>> Start Given data
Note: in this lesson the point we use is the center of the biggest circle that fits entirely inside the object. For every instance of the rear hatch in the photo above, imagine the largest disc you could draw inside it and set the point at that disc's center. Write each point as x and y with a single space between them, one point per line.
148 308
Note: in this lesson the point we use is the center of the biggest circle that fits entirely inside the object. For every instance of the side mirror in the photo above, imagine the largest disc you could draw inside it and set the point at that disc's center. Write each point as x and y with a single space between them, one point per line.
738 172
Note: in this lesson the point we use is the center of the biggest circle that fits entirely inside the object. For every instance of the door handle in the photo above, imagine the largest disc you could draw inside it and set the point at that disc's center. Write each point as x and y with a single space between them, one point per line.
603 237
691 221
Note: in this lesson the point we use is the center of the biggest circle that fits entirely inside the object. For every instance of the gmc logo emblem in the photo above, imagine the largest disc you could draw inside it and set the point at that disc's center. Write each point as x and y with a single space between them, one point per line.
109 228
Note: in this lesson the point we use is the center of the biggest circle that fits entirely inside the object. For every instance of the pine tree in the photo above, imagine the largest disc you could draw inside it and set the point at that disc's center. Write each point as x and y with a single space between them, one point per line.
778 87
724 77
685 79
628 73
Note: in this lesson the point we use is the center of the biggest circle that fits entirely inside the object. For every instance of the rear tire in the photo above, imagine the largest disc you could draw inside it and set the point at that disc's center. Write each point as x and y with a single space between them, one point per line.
>> End Given data
→ **Task to carry out**
Extract every record and return it verbatim.

→ **Result**
Note: in this lesson the point we use is the center of the biggest circle that fits entirely inside the object. For every instance of the rear hatch in the photo above, imagine the largest disc you could draw inside it and set the point at that disc's center. Write each point as x and y with a single space between them, one point per line.
148 308
Note: in this lesson the point we use is the center of the biggest circle that fits entirely inside the object. For every instance of the side mirror in the photo above, imagine the largest disc you could draw inside it and set the point at that disc's center. Write each point as x and y with a single space between them, one point per line.
738 172
Note: in this lesson the point we use is the center of the biggest circle that fits entirely inside the object. For every instance of the door handle in the photo above, imagine the largest disc you could draw inside it and set the point at that disc's center. Write each point as x and y with a single space between them, one point per line.
603 237
691 221
Note: in this lesson the point we use is the center of the biggest circle that fits entirely inside the object. For every instance of the gmc logo emblem in the photo above, imagine the largest disc you could draw inside it and set the point at that disc's center. Write each point as x and y with a single space between them, one point per line.
109 228
Note: in this lesson the point we use is the center of the biggest circle that fits entirely inside the object. For every instance of the pine tree in the photo above, imagine the largest disc you could draw inside it and set the point at that disc's center. Write each point as x and y with a single space between them, one point per line.
778 87
724 77
685 79
628 73
Note: in this lesson the point we use is the center of the biggest circle that fits entirely inside the object. For every instance of the rear tire in the photo above, imagine the largest disc you could draw inside it and set the point at that disc's center. Write each point as x and y with a single space between them, one point per line.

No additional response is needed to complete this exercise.